WHAT YOU NEED TO DO:
Return the rows word for word, starting at the first line and ending at the line that contains "563 446 L 558". Include that line.

INPUT DATA:
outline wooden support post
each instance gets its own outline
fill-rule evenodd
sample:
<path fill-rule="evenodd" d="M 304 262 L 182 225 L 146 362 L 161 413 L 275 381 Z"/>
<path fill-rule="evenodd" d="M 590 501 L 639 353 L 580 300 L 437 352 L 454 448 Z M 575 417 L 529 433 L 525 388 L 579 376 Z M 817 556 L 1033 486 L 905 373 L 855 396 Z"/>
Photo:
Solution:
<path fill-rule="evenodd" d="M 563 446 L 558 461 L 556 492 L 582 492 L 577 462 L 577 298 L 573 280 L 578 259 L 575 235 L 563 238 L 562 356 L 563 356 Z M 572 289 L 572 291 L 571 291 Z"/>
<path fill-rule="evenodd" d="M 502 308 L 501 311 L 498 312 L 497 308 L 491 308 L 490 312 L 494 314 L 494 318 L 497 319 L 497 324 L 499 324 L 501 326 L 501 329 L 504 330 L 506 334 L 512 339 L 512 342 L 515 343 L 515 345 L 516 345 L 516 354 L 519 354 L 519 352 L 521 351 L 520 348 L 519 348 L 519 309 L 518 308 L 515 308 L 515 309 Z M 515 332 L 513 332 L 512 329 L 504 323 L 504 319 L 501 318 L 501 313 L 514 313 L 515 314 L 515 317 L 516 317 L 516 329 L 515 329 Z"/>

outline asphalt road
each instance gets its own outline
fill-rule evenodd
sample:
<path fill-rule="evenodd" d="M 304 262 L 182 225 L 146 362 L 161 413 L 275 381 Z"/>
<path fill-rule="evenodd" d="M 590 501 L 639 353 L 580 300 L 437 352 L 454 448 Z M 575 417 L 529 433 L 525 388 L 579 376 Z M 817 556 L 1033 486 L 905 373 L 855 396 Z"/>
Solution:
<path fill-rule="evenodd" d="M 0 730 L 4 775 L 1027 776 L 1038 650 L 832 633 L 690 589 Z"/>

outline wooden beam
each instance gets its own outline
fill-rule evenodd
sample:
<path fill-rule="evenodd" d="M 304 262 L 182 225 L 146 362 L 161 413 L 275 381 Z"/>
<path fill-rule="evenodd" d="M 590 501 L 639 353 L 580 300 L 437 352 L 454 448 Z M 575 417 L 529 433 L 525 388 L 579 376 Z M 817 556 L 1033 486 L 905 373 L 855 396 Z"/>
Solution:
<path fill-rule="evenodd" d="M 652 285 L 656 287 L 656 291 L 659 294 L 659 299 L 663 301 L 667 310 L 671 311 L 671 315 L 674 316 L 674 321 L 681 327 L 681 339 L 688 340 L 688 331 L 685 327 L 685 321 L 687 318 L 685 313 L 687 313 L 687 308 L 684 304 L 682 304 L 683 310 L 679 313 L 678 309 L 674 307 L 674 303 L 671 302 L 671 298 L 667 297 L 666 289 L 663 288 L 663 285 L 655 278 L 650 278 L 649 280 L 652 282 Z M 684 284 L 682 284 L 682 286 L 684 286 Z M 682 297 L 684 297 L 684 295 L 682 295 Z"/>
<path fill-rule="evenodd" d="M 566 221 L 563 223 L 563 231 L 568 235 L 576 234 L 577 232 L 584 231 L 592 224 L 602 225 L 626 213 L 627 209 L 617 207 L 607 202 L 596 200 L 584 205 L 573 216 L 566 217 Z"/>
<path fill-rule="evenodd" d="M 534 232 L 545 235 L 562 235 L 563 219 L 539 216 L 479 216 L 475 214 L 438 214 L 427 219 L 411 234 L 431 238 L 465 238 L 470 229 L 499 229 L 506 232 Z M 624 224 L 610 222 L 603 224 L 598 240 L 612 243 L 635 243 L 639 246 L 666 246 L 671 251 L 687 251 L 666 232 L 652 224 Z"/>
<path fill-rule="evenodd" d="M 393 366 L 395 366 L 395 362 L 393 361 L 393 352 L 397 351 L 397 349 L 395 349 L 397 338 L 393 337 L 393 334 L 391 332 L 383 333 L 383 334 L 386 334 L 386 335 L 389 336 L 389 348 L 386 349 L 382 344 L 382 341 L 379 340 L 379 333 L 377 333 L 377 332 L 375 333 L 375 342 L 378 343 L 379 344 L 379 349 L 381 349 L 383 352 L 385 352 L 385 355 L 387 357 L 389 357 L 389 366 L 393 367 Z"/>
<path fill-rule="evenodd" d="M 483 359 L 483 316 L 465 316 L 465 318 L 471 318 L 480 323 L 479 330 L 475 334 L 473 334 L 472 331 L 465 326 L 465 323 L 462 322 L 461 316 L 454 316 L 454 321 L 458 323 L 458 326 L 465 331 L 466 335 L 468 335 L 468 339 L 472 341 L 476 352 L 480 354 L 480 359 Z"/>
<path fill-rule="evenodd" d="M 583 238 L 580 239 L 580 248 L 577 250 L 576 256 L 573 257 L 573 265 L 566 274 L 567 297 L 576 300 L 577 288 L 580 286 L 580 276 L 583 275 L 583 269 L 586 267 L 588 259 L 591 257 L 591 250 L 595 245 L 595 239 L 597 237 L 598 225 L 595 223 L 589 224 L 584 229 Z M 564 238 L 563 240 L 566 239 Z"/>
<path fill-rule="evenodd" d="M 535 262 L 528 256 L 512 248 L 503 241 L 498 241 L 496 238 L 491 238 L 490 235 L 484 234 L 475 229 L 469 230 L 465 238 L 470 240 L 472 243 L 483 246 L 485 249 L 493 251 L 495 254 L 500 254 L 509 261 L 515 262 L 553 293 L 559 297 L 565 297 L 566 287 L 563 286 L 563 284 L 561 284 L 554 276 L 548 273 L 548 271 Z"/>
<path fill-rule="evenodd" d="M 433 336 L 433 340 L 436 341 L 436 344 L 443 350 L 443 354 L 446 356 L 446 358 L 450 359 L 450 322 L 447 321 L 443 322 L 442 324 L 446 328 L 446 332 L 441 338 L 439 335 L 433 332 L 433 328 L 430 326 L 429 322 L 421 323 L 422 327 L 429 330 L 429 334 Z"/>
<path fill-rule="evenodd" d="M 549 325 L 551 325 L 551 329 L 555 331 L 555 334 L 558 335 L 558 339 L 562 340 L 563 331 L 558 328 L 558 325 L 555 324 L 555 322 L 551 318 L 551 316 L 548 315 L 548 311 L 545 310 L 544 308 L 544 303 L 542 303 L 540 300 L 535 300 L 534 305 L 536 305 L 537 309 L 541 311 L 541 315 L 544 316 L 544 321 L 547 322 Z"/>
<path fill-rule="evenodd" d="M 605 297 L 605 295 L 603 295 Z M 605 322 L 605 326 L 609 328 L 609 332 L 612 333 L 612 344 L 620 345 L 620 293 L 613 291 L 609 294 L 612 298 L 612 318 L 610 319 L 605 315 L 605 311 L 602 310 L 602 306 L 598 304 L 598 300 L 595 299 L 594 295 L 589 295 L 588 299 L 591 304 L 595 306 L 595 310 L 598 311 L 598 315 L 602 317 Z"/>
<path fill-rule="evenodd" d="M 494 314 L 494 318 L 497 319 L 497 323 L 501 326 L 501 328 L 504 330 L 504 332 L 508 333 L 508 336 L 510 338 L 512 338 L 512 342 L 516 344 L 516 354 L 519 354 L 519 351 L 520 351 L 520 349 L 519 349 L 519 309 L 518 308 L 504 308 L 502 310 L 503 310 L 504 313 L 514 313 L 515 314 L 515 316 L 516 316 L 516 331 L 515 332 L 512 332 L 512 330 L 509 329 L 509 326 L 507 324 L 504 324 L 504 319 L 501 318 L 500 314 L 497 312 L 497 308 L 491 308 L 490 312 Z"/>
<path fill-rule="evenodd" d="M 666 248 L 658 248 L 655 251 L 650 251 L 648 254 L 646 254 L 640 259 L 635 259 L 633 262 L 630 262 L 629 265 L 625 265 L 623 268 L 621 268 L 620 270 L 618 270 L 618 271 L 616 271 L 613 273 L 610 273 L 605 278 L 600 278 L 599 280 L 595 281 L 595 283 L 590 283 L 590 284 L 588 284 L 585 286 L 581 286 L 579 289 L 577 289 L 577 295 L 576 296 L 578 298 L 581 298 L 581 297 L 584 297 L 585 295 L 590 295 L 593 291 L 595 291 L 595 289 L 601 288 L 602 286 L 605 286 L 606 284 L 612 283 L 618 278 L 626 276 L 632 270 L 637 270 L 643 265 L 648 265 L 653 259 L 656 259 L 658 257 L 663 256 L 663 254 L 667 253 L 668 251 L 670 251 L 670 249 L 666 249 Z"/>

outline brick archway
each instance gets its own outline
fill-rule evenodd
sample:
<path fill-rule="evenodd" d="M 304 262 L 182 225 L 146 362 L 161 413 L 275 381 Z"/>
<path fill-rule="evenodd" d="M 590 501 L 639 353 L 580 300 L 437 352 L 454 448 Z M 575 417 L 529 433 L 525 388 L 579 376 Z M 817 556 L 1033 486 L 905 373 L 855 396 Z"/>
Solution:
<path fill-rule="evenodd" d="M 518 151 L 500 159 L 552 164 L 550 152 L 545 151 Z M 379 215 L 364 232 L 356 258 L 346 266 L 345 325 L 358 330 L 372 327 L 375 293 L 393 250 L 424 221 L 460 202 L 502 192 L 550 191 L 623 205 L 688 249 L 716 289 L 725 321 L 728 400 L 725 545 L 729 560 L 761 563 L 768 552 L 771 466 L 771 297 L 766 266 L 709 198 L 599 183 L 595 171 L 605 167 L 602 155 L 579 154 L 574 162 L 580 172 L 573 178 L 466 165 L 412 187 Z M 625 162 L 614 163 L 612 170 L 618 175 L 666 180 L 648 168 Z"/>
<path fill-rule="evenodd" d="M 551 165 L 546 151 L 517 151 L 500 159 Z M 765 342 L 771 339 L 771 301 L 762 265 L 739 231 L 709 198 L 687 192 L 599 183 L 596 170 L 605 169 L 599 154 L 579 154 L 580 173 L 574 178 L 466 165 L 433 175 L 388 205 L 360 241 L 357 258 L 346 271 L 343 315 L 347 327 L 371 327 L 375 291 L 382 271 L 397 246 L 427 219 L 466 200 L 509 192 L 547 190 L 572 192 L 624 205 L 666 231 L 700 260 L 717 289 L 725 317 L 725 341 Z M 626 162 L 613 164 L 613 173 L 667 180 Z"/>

FINISHED EXERCISE:
outline wooden support post
each instance gets its own outline
fill-rule evenodd
sample:
<path fill-rule="evenodd" d="M 304 262 L 182 225 L 146 362 L 161 413 L 275 381 Z"/>
<path fill-rule="evenodd" d="M 590 501 L 639 353 L 580 300 L 437 352 L 454 448 Z M 575 417 L 529 433 L 525 388 L 579 376 Z M 817 556 L 1033 486 L 905 373 L 855 396 Z"/>
Photo:
Solution:
<path fill-rule="evenodd" d="M 563 446 L 558 461 L 556 492 L 582 492 L 577 462 L 577 298 L 573 280 L 578 259 L 575 235 L 563 238 L 562 356 L 563 356 Z M 572 289 L 572 291 L 571 291 Z"/>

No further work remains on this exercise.